▶ WHAT NEEDS TO BE DONE
Two lines below mark the span: the one containing "tree foliage with one point per instance" and the one containing "necktie with one point per instance". Set down both, plus every line between, exactly as they stand, and nothing else.

▶ MATERIAL TO PROCESS
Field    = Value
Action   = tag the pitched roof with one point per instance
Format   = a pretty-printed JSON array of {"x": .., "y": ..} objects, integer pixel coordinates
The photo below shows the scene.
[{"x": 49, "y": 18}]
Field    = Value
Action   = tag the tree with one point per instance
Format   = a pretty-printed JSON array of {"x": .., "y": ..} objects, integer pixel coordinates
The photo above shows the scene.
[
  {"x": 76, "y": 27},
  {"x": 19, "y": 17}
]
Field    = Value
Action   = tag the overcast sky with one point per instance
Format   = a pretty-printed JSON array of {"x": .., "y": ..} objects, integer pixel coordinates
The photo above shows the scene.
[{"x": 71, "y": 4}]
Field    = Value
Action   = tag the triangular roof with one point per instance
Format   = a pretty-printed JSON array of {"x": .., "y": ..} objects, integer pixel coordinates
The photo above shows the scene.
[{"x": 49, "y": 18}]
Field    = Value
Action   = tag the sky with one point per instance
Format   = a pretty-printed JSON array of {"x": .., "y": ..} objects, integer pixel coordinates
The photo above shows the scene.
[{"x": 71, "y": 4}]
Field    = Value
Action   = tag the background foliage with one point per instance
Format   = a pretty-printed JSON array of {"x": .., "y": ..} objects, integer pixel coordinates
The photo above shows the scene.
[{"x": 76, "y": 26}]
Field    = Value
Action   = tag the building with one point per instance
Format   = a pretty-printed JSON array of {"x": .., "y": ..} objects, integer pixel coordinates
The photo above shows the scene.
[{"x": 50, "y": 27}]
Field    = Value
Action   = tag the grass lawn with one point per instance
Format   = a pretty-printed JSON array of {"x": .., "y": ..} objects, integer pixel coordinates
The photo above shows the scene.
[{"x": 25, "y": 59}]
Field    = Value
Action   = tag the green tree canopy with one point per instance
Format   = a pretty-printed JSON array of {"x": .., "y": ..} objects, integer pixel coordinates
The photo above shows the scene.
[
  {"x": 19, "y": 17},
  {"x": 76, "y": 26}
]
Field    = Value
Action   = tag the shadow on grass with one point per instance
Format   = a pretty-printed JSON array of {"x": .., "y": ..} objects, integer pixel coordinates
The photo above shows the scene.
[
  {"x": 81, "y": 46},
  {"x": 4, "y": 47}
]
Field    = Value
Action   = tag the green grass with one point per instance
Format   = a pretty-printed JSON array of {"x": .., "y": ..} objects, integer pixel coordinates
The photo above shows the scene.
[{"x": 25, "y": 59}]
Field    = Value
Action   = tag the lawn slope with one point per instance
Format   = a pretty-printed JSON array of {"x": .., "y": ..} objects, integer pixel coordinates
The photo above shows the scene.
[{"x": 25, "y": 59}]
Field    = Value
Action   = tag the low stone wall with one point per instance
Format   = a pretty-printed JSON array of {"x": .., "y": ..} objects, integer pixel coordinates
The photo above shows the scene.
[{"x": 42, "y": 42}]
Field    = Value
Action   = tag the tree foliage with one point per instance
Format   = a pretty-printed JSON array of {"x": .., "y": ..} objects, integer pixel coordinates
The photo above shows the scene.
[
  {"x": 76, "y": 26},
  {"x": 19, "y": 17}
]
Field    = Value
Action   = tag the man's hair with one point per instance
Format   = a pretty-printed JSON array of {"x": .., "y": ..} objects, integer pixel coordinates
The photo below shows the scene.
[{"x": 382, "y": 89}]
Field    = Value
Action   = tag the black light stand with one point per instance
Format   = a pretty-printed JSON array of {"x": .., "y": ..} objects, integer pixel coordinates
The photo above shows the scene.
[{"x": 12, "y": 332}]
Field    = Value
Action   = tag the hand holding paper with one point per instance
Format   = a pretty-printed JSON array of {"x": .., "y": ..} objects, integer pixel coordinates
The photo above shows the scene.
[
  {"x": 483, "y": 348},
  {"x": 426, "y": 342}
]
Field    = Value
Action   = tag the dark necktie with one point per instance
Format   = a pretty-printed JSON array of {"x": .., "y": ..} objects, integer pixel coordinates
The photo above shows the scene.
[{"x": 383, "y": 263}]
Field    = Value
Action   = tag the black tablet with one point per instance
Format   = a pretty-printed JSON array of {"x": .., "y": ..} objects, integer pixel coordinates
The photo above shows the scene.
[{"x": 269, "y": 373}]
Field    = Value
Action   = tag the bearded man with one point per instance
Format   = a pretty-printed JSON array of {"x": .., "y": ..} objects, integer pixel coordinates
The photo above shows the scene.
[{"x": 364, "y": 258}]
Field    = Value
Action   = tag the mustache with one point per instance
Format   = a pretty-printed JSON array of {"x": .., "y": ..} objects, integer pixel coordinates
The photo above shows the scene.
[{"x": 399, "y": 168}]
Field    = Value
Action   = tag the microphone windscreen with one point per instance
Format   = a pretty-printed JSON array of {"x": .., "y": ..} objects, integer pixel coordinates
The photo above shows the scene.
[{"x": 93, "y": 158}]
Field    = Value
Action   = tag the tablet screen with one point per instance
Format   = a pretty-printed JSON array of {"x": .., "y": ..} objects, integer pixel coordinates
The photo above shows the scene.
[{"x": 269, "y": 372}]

▶ WRITTEN RESPONSE
Action   = tag the tree foliage with one point per instance
Format   = a pretty-printed JSON array of {"x": .., "y": ..} objects, integer pixel coordinates
The photo above shows the scene.
[
  {"x": 76, "y": 26},
  {"x": 19, "y": 17}
]
Field    = Value
Action   = tag the man's hair with one point per instance
Format   = a pretty-printed JSON array of {"x": .., "y": ..} objects, integer pixel coordinates
The photo below shows the scene.
[{"x": 382, "y": 89}]
Field    = Value
Action   = tag the black light stand with one point per instance
Format   = a pretty-printed JSON array of {"x": .., "y": ..} objects, integer pixel coordinates
The photo above shows the scene.
[{"x": 12, "y": 332}]
Field    = Value
Action   = tag the hand holding paper with one point per instance
Format   = a pretty-printed JSON array of {"x": .., "y": ..} objects, integer pixel coordinates
The photo above shows the scene.
[
  {"x": 483, "y": 348},
  {"x": 426, "y": 342}
]
Field    = Value
Action   = tag the dark necktie with one point per instance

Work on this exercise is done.